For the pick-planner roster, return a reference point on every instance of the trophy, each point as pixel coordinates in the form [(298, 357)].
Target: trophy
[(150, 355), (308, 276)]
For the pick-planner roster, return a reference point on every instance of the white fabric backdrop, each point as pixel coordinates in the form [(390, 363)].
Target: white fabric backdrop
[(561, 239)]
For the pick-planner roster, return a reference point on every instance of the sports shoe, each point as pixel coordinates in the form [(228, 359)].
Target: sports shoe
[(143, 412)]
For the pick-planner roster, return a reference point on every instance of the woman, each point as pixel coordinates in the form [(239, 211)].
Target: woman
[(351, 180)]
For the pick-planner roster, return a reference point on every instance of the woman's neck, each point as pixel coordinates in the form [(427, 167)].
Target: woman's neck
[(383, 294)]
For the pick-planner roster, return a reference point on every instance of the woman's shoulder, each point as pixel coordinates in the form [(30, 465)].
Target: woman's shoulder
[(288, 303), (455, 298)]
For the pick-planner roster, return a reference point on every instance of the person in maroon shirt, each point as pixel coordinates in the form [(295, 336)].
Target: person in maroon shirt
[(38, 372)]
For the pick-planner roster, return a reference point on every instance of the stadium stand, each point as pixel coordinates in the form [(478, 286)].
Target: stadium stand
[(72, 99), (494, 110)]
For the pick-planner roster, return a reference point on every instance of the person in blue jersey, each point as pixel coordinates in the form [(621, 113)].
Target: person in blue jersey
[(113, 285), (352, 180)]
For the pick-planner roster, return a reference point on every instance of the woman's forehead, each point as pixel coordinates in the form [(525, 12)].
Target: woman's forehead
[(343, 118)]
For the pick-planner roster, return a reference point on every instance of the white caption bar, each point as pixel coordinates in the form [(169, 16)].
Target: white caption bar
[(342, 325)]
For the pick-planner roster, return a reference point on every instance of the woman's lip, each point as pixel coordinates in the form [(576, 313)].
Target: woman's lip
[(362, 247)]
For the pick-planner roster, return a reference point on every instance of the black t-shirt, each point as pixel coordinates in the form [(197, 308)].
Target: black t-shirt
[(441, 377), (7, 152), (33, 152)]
::::::::::
__STATED PROBLEM__.
Return the listing above in its exact form.

__TASK ANSWER__.
For the pick-planner roster, return a reference point on every instance of the trophy, each point as pixel coordinates in the form [(298, 357)].
Target: trophy
[(150, 355), (308, 276)]
For the pick-planner roster, return a reference point on every instance of the white fabric backdrop, each point as pixel coordinates in the form [(390, 363)].
Target: white fabric backdrop
[(561, 239)]
For the pick-planner roster, return a reference point on every instance of the sports shoe, each point as pixel coordinates in the form [(228, 359)].
Target: sports shoe
[(143, 412)]
For the pick-planner roster, return a reference point on every instance of the woman, each point as pixel coordinates in the form [(239, 211)].
Target: woman
[(351, 180)]
For the pick-planner roster, return a reference point on every instance of the woman's neck, each point as pixel coordinates in the form [(427, 167)].
Target: woman's neck
[(383, 294)]
For the pick-planner roster, return a reference point on every instance of the woman's shoulder, each point as pixel coordinates in the form [(30, 465)].
Target: woman's shoulder
[(288, 303), (455, 298)]
For the pick-planner roster, return a reference point on every instance of the person in maroon shirt, each point as pixel coordinates in the form [(295, 336)].
Target: person in maroon shirt
[(38, 372)]
For the pick-planner roster, return a reference point on every instance of the stadium stand, each point as pixel coordinates in the form [(478, 286)].
Target: stadium stand
[(72, 99), (494, 110)]
For the pick-planner roster, return a reference point on every instance of the person in blue jersey, each point as pixel coordinates in the form [(621, 113)].
Target: person in blue jersey
[(113, 285), (352, 180)]
For the pick-planner roster, return a reference point on every instance of the woman's forehead, each point as pixel coordinates in the form [(525, 12)].
Target: woman's forehead
[(343, 118)]
For the pick-planner roster, return a reference point on every instance of the white caption bar, each point as pixel coordinates in the form [(169, 16)].
Target: white caption bar
[(342, 325)]
For the pick-planner roster, return a reference point on every instance of the woman's lip, each point as pixel coordinates in the form [(576, 313)].
Target: woman's lip
[(362, 247)]
For the pick-planner roster, return a reference point on every instance of the black t-shirt, each point as pixel coordinates in the form [(197, 308)].
Target: black t-shirt
[(441, 377), (7, 152), (33, 152)]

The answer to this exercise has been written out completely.